■ **Excerpt**:
··········
Illinois actually ranks about average when it comes to credit card delinquencies and credit scores, but it does rank in the bottom ten in foreclosures, bankruptcies, and unemployment. This has definitely had an impact on the economy in Illinois.  Every city in Illinois that was on Experian’s list of credit score rankings was above the national average.  Champaign, Illinois has solid numbers across the board in relation to average debt, debt to limit ratios, average number of late payments, and average number of open credit cards. The average Vantage credit score is 754.  For a major city, Chicago actually has very good numbers in most financial areas:  Chicago residents have an above average credit score of 760.  Rockford, Illinois boasts pretty good numbers as well and has an average credit score of 761. Peoria, Illinois actually ranks in the top ten of all the cities on Experian’s list with an average Vantage score of 778. This score is good enough to claim the spot for eighth highest in the country. Interesting enough, Peoria does have the highest average debt amounts of any city in the top ten, yet they still have one of the best debt to limit ratios in the country.

Indiana is has a higher foreclosure rate, credit card delinquency rate, and unemployment rate than average.  Indiana also has lower than average credit scores and a very high percentage of bankruptcies per resident as well.  The good news is the credit scoring models do allow you to have good credit again after discharging a bankruptcy. However, you do need to make sure you don’t have any new derogatory items show up on your credit report after a bankruptcy.  Indianapolis, which is the capital and largest city in Indiana, ranks below average in terms of average credit score with a 741 vantage score according to Experian.  Fort Wayne, which is the second largest city in Indiana, is slightly below the national average for credit scores with an average credit score of 747. South Bend, Indiana is slightly above average with a credit score of 753, and they have one of the lowest averages of debt in the country.  Evansville has the highest average credit scores of any city in Indiana on Experian’s list with an average Vantage credit score of 755.  One thing that seems pretty consistent about the Indiana cities listed is that the average debt amount of their residents is much lower than a lot of the other states.  of other states Hammond, Bloomington, Gary, Carmel, Fishers, Lafayette, and Muncie, Indiana are some of the other mid-sized cities in Indiana that figure to be around the same; they most likely exhibit lower debt amounts and about average credit scores.

Surprisingly, Idaho is on the list for overall worst credit conditions (by state) despite having an average credit score that is better than most other states.  Idaho does, however, rank below average in bankruptcies, unemployment, and credit card delinquencies. The state has the seventh worst foreclosure rate in the country.  Boise is the only city in Idaho that was listed by Experian. This is to be expected as it is the capital and the only large city in the state.  Boise has an above average Vantage credit score of 754.  Boise residents also have one of the greatest number of revolving credit cards per resident in the country (1.9) of people with an Experian credit report.

It is ideal to have at least two revolving credit accounts on your credit report to maximize your credit scores.  You also want to keep the debt on the credit card as low as possible while making sure you utilize the credit card on a consistent basis.  It is important to use the credit card on a consistent basis, because many credit card companies do not update the information to the credit reporting agencies on any cards that have a zero balance and are inactive even though they are still open.
··········
■ **Records**:

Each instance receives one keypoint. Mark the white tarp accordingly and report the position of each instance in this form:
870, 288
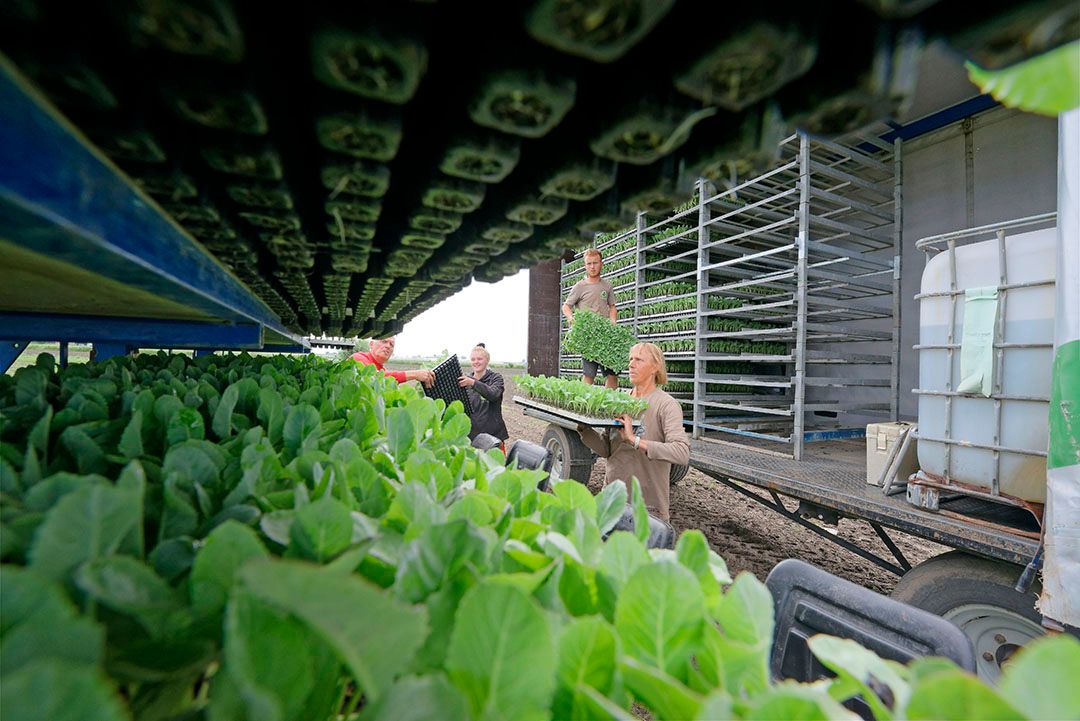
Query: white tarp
1061, 584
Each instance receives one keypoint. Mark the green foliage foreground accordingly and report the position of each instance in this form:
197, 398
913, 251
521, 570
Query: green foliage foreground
238, 538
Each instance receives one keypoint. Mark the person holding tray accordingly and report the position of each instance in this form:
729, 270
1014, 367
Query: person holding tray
593, 294
649, 450
380, 351
484, 388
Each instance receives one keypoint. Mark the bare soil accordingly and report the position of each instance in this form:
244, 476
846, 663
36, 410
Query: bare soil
748, 535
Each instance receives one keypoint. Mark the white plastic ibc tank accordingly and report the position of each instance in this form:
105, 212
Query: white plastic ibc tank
1028, 318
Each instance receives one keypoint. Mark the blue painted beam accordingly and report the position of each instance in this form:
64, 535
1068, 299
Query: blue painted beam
10, 350
133, 331
105, 351
64, 200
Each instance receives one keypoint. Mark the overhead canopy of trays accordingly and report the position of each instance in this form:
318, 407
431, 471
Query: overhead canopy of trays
353, 164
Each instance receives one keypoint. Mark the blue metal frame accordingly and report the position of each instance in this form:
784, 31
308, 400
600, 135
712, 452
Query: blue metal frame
62, 199
135, 332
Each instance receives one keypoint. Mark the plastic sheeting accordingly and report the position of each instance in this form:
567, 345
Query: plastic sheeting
1061, 584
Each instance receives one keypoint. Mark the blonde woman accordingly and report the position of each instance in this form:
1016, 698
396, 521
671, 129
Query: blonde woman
484, 389
648, 451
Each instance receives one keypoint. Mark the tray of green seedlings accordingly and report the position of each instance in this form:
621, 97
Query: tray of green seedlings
354, 208
750, 66
575, 400
258, 163
602, 222
361, 135
507, 231
369, 65
579, 181
431, 220
488, 160
528, 105
239, 112
359, 178
647, 135
599, 340
602, 31
538, 211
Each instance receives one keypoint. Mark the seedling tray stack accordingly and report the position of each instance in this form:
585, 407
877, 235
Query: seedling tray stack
772, 300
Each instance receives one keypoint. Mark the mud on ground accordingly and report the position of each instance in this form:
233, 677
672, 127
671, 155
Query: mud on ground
748, 535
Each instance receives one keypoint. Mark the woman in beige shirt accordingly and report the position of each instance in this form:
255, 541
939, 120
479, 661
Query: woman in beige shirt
657, 444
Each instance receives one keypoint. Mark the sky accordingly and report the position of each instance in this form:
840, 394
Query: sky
496, 314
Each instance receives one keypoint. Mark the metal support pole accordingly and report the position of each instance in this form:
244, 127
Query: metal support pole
898, 254
638, 273
800, 318
700, 366
10, 350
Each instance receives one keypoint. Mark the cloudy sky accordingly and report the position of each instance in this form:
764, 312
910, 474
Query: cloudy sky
496, 314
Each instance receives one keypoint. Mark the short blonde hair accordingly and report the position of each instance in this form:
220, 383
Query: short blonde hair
653, 353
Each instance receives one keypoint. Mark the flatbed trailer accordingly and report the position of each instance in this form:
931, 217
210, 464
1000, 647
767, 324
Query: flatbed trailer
834, 479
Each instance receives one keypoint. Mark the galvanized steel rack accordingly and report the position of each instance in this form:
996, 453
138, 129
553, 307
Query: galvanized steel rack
775, 300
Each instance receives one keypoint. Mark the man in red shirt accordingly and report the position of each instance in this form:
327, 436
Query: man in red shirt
380, 351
··········
■ **Tasks for this exercise**:
A. Pick out every line of the entries that contains the word "galvanized".
B. Go on with the credit score excerpt, picking up after its final sentence.
The credit score excerpt and the entries have no connection to each other.

■ **Answers to the exercises**:
A.
Each instance receives one keypoint. Mark the galvanized steel rack accordingly and report the position of each instance in this form:
Query: galvanized steel rack

B.
North Dakota residents have a lot to brag about financially.  North Dakota has an unemployment rate of only three percent, very high average credit scores, and foreclosures that are few and far between.  They also rank towards the top in lowest amount of credit card delinquencies and bankruptcies.  Fargo, which is the largest city by population in North Dakota, also has the highest average credit score.  Fargo’s population of 105,000+ boasts an impressive average Vantage credit score of 776 according to Experian. This would place Fargo in the top fifteen cities in the country for credit scores. Fargo residents also have one of the highest averages of open credit card accounts (1.99 per resident) of people with a credit report on file at Experian. They can also boast one of the lowest balance to limit ratios as well.  Bismarck, which is the Capital of North Dakota, did not make Experian’s list, but probably has very similar credit score numbers as well.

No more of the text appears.